**REQUIREMENT:** Quote every line below exactly as it reads.

**RECORDS PROVIDED:**
········

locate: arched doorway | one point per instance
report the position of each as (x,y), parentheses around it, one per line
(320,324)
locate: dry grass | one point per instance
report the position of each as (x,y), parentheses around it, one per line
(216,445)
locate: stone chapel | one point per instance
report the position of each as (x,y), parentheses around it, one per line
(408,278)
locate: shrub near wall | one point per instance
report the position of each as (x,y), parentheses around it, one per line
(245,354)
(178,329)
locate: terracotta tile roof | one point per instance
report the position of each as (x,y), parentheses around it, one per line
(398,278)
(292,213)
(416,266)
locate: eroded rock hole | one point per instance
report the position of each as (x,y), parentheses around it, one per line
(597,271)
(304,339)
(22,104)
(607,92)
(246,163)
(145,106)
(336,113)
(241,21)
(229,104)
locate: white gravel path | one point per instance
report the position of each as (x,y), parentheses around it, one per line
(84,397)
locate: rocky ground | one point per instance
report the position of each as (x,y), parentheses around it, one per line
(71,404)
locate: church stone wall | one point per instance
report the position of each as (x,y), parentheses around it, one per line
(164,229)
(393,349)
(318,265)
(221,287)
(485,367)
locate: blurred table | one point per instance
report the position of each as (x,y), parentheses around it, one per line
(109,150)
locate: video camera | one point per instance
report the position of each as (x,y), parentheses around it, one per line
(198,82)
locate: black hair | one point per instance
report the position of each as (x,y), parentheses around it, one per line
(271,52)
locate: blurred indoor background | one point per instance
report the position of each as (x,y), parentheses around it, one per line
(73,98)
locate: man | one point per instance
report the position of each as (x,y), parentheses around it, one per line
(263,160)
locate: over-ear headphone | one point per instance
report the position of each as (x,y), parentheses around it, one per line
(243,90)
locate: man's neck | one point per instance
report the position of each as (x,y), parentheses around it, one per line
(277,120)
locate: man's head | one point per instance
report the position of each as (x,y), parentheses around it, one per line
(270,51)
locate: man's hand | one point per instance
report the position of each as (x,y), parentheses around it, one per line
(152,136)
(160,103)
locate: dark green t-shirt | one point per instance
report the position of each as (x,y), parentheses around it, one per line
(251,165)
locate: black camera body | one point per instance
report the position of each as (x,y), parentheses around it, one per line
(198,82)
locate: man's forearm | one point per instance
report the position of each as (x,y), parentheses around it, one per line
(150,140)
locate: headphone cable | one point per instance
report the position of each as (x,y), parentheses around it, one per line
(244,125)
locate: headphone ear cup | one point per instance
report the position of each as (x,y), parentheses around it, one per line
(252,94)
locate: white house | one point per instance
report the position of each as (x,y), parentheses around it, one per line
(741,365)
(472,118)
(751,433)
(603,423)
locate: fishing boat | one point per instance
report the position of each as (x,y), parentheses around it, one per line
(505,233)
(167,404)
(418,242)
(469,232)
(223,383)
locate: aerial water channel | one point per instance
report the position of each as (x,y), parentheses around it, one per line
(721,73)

········

**THE RESULT:**
locate: arched doorway | one point per instance
report the position of each as (x,y), parentheses around it, one per line
(320,324)
locate: dry grass | one point per instance
report the position of each as (x,y), parentheses around it, one per line
(216,445)
locate: stone chapel | one point per instance
report the position of each as (x,y), parentheses around it, one per line
(408,278)
locate: shrub near wall | one point per instance
report the position of each as (x,y), parentheses around it, one per line
(245,354)
(178,329)
locate: terracotta tile roof | one point per instance
report the position of each as (x,y), parentheses around it, one per line
(398,278)
(292,213)
(416,266)
locate: eroded rock hole | one point per instance
report the position of each as (x,y), parentheses around it, one per line
(597,271)
(304,339)
(22,104)
(607,92)
(246,163)
(145,106)
(336,113)
(241,21)
(229,104)
locate: white gravel path | one point per instance
report the position of each as (x,y), parentheses around it, one per line
(84,397)
locate: rocky ground | one point per instance
report the position of each as (x,y), parentheses around it, one per line
(71,404)
locate: church stone wall | one point per instance
report the position of each as (x,y), parentheses around it, one per line
(164,229)
(393,349)
(318,265)
(221,287)
(485,367)
locate: blurred table | one point per instance
report the position of each as (x,y), parentheses around it, one per line
(109,150)
locate: video camera | one point per instance
report the position of each as (x,y), parentheses around it, one per line
(198,82)
locate: black hair | one point per instance
report the position of each as (x,y), parentheses around it, one per line
(271,52)
locate: blurred indoor background | one point per instance
report the position of each as (x,y), parentheses around it, one per line
(73,98)
locate: man | one point per instance
report the position of each as (x,y), parentheses around it, one per line
(263,160)
locate: over-ear headphone | one point per instance
report the position of each as (x,y), parentheses around it, one per line
(243,90)
locate: man's neck | one point per instance
report the position of each as (x,y), parentheses around it, one per line
(277,120)
locate: man's head | one point per instance
report the position of each as (x,y), parentheses around it, one per line
(270,51)
locate: man's hand | one point per instance
report the position of each as (x,y), parentheses around it, one per line
(152,136)
(160,103)
locate: dark green t-shirt | one point per instance
report the position of each as (x,y), parentheses around it, one per line
(251,165)
locate: black camera body | one point per instance
report the position of each as (x,y), parentheses around it, one per line
(198,82)
locate: man's forearm | one point per instance
report the position of each as (x,y), parentheses around it, one per line
(150,140)
locate: headphone cable | one point per instance
report the position of each as (x,y), parentheses around it, one per line
(244,125)
locate: headphone ear cup | one point per instance
report the position of each as (x,y), parentheses around it, one per line
(252,94)
locate: white house | one point per instance
report the position of each as (x,y), parentheses around it, one per line
(741,365)
(472,118)
(751,433)
(603,423)
locate: fishing boat | one point per instance
report the position of each as (x,y), parentheses around it, one per line
(505,233)
(167,404)
(418,242)
(469,232)
(223,383)
locate: aerial water channel | one point per instance
report the position of each as (x,y), parentheses around it, one per line
(721,73)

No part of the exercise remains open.